(Data lines)
════════════════

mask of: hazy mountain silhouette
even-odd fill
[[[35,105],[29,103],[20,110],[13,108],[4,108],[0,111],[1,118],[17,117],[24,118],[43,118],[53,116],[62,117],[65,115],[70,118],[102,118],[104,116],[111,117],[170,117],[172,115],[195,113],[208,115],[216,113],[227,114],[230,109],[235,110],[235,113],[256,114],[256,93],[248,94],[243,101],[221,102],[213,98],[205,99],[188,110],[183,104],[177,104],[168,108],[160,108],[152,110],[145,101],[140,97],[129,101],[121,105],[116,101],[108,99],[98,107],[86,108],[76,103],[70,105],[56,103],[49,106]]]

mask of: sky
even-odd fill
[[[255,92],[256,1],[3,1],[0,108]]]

════════════════

**YOUR GOAL:**
Retype the lines above with no changes.

**RESULT:**
mask of: hazy mountain silhouette
even-odd fill
[[[35,105],[29,103],[20,110],[13,108],[4,108],[0,111],[1,118],[17,117],[24,118],[43,118],[53,116],[62,117],[65,115],[70,118],[102,118],[104,116],[111,117],[170,117],[172,115],[195,113],[208,115],[216,113],[227,114],[230,109],[235,110],[235,113],[256,114],[256,93],[248,94],[243,101],[221,102],[213,98],[205,99],[188,110],[183,104],[177,104],[168,108],[160,108],[152,110],[145,101],[140,97],[129,101],[121,105],[116,101],[108,99],[98,107],[86,108],[76,103],[70,105],[56,103],[49,106]]]

mask of: sky
even-odd fill
[[[255,92],[256,1],[3,1],[0,108]]]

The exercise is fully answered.